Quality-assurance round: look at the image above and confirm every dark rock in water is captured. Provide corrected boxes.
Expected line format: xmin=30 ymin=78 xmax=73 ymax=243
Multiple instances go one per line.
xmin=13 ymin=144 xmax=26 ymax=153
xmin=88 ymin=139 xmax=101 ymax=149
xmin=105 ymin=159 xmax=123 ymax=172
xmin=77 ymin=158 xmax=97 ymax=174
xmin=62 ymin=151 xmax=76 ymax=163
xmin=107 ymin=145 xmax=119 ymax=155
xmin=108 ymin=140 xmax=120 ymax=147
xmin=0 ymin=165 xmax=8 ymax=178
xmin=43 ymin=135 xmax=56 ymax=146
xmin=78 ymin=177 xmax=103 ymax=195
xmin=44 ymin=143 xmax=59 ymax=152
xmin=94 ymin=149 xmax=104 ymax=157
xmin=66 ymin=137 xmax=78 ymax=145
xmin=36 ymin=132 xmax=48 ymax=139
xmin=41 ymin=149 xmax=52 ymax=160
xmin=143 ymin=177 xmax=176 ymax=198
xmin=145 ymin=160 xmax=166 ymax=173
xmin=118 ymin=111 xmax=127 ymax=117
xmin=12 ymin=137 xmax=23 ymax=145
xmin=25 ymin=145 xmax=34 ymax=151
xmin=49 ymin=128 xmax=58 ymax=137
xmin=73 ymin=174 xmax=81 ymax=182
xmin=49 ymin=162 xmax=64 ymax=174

# # # #

TASK DESCRIPTION: Output the lines of the records as a JSON list of strings, beginning with the very first line and ending with the line containing "xmin=12 ymin=137 xmax=23 ymax=145", both included. Use one string per line and omit blank lines.

PROBLEM SOLUTION:
[
  "Quality-assurance round: look at the image above and confirm every dark rock in water is captured. Provide corrected boxes.",
  "Expected line format: xmin=30 ymin=78 xmax=73 ymax=243",
  "Multiple instances go one per line.",
  "xmin=13 ymin=144 xmax=26 ymax=153",
  "xmin=88 ymin=139 xmax=101 ymax=149",
  "xmin=105 ymin=159 xmax=123 ymax=172",
  "xmin=77 ymin=158 xmax=97 ymax=174",
  "xmin=62 ymin=151 xmax=76 ymax=163",
  "xmin=107 ymin=145 xmax=119 ymax=155",
  "xmin=108 ymin=140 xmax=120 ymax=147",
  "xmin=0 ymin=165 xmax=8 ymax=178",
  "xmin=43 ymin=135 xmax=56 ymax=146",
  "xmin=78 ymin=177 xmax=103 ymax=195",
  "xmin=44 ymin=143 xmax=59 ymax=152",
  "xmin=94 ymin=149 xmax=104 ymax=157",
  "xmin=66 ymin=137 xmax=78 ymax=145",
  "xmin=36 ymin=132 xmax=48 ymax=139",
  "xmin=41 ymin=149 xmax=52 ymax=160",
  "xmin=143 ymin=177 xmax=176 ymax=198",
  "xmin=145 ymin=160 xmax=166 ymax=173",
  "xmin=118 ymin=111 xmax=127 ymax=117",
  "xmin=12 ymin=137 xmax=23 ymax=145"
]